*** Opening EXERCISE PASSAGE ***
Residents of the Clare Estate and surrounding areas were treated to an edutainment programme hosted and organised by the clinic, which aimed to educate about health issues such as TB and HIV.
The event, held in partnership with the Health Systems Trust and eThekwini Health Unit was attended by a large number of the community including Ward 25 Councillor Hassan Haniff, who showed support of the initiative. Residents were informed about the importance of regular check-ups and being consistent with their medication intake, highlighting the importance of supporting each other.
Clinic manager, Clementine Radebe emphasised that the engagement with the community was crucial to inform them about the services available in the Clare Estate Clinic. ” We wanted the people to know we are here and the services available to them at the clinic. And, if we can’t do it for you at the clinic, what do we do, this was the point of the open day event.”
Radebe also used the opportunity to introduce the clinic committee and new streams, including testing and mother and child services. An outreach programme was introduced where people go out on a daily basis to the community to render their services, testing for diabetes and BP.
Community member in attendance, Vuyiswa Khumalo left the event satisfied and full of praises for the clinic and staff. The resident from Foreman Road informal settlement said she struggled to get treatment due to fear and the “what will people say syndrome.”
“I am here and alive because of the staff in this clinic, I was suffering from TB and they got me into a six month treatment programme. I want people to know that there is no shame in seeking treatment. The stigma around TB and HIV has cost us too many lives. We need more days like this where people are encouraged to know more about their health and where to get support, also creating a safe environment for men, especially to talk,” she said.
However, the lack of male residents at the event was clearly visible and highlighted by Haniff who said the matter had been addressed and “a meeting will be held for men to be able to speak freely without women present.”
“Some men don’t feel free to talk about their health issues which makes them reluctant to go to the clinic and seek help. This in turn affects the women in their lives who end up with the burden of the disease and sometimes unwanted pregnancies,” Haniff added.
*** Closing EXERCISE PASSAGE ***
*** Opening GIVEN MATERIAL ***
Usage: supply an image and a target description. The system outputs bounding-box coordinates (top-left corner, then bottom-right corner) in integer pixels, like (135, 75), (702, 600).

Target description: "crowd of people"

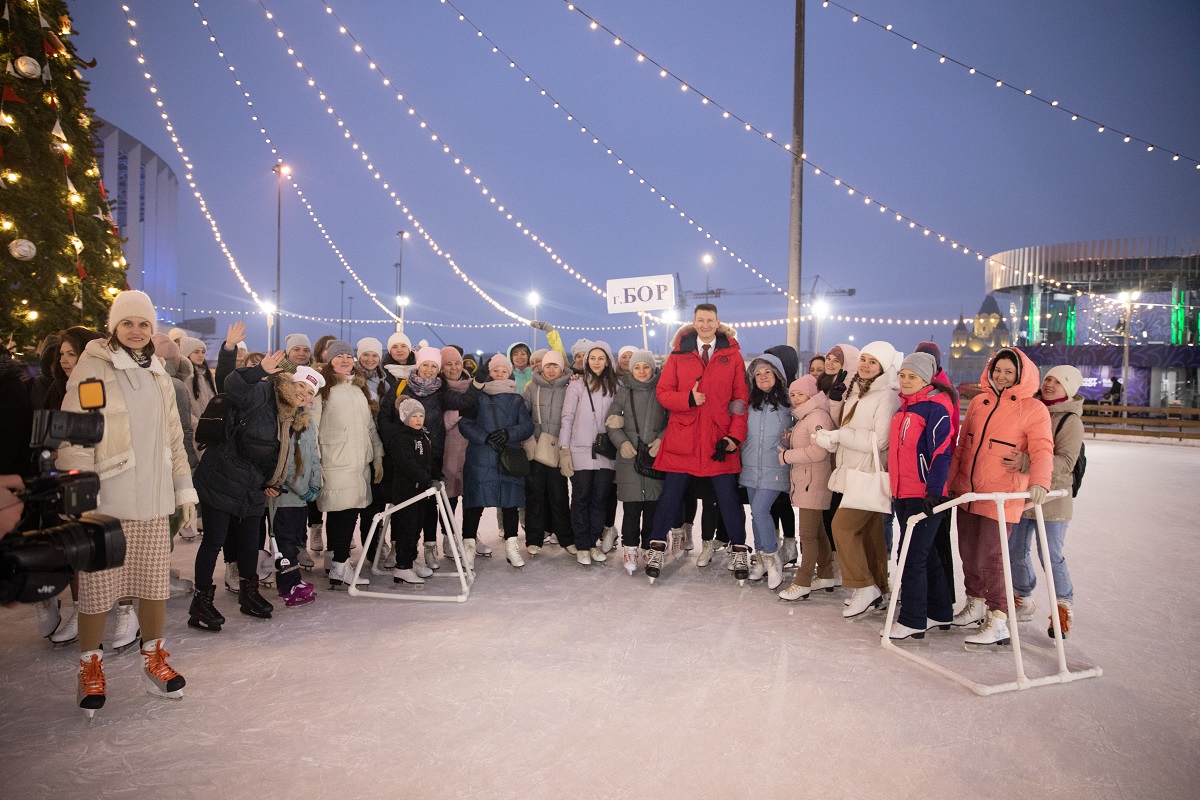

(0, 290), (1082, 715)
*** Closing GIVEN MATERIAL ***
• **THE PROBLEM**:
Could you set down the entire article on the Clare Estate Clinic open day once more, word for word?

• **REPLY TO THE EXERCISE**:
Residents of the Clare Estate and surrounding areas were treated to an edutainment programme hosted and organised by the clinic, which aimed to educate about health issues such as TB and HIV.
The event, held in partnership with the Health Systems Trust and eThekwini Health Unit was attended by a large number of the community including Ward 25 Councillor Hassan Haniff, who showed support of the initiative. Residents were informed about the importance of regular check-ups and being consistent with their medication intake, highlighting the importance of supporting each other.
Clinic manager, Clementine Radebe emphasised that the engagement with the community was crucial to inform them about the services available in the Clare Estate Clinic. ” We wanted the people to know we are here and the services available to them at the clinic. And, if we can’t do it for you at the clinic, what do we do, this was the point of the open day event.”
Radebe also used the opportunity to introduce the clinic committee and new streams, including testing and mother and child services. An outreach programme was introduced where people go out on a daily basis to the community to render their services, testing for diabetes and BP.
Community member in attendance, Vuyiswa Khumalo left the event satisfied and full of praises for the clinic and staff. The resident from Foreman Road informal settlement said she struggled to get treatment due to fear and the “what will people say syndrome.”
“I am here and alive because of the staff in this clinic, I was suffering from TB and they got me into a six month treatment programme. I want people to know that there is no shame in seeking treatment. The stigma around TB and HIV has cost us too many lives. We need more days like this where people are encouraged to know more about their health and where to get support, also creating a safe environment for men, especially to talk,” she said.
However, the lack of male residents at the event was clearly visible and highlighted by Haniff who said the matter had been addressed and “a meeting will be held for men to be able to speak freely without women present.”
“Some men don’t feel free to talk about their health issues which makes them reluctant to go to the clinic and seek help. This in turn affects the women in their lives who end up with the burden of the disease and sometimes unwanted pregnancies,” Haniff added.